:: Document passage ::
In [25]:
import os
import time
import textwrap
import requests
from bs4 import BeautifulSoup
from urllib.parse import urljoin, urlparse
from langchain_groq import ChatGroq
from langchain.docstore.document import Document 
from langchain.text_splitter import RecursiveCharacterTextSplitter
from langchain.chains.combine_documents import create_stuff_documents_chain
from langchain_core.prompts import ChatPromptTemplate
from langchain.chains import create_retrieval_chain
from langchain_community.vectorstores import FAISS
from langchain_community.document_loaders import WebBaseLoader
from langchain_google_genai import GoogleGenerativeAIEmbeddings
from dotenv import load_dotenv

In [2]:
# Load environment variables from .env file (instead of Streamlit secrets)
load_dotenv()

# Load API keys from environment variables
groq_api_key = os.getenv("GROQ_API_KEY")
google_api_key = os.getenv("GOOGLE_API_KEY")

In [7]:
# Initialize LLM
llm = ChatGroq(
    groq_api_key=groq_api_key,
    model_name="mixtral-8x7b-32768"
)

In [3]:
# Define the prompt template
prompt = ChatPromptTemplate.from_template(
    """
    You are a Webpage Assistant that helps users to find information in a context.
    Please provide the most accurate response based on the context and inputs.
    Only give information that is in the context, not in general.

:: Exercise instructions ::
Retype part of the notebook code, starting where it has "You are a Webpage" and stopping after "not in general.". The lines after the notebook code come from a separate source.

:: Source data ::

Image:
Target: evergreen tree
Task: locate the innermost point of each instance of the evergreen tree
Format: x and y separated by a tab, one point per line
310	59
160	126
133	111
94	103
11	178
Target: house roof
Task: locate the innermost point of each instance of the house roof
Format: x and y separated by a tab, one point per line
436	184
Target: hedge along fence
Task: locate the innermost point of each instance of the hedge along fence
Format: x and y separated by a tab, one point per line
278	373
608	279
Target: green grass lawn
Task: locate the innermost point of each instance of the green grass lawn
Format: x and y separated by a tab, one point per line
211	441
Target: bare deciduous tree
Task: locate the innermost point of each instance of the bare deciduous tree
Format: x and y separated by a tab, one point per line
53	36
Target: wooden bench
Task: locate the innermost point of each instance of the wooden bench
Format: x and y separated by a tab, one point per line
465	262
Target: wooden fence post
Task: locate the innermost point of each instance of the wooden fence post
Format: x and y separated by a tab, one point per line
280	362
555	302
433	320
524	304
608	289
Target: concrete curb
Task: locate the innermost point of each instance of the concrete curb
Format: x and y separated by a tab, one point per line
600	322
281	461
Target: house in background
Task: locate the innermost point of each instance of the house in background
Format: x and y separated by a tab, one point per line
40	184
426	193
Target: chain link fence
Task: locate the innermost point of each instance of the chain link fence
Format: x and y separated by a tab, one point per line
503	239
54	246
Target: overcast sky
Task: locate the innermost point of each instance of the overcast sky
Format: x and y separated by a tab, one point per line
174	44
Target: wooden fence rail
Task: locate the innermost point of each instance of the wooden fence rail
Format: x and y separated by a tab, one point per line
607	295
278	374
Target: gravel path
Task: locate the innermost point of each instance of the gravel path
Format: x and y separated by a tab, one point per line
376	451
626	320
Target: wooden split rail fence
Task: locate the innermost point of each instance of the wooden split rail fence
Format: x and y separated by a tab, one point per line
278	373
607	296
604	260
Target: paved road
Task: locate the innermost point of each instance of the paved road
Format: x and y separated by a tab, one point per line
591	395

:: Problem solution ::
You are a Webpage Assistant that helps users to find information in a context.
    Please provide the most accurate response based on the context and inputs.
    Only give information that is in the context, not in general.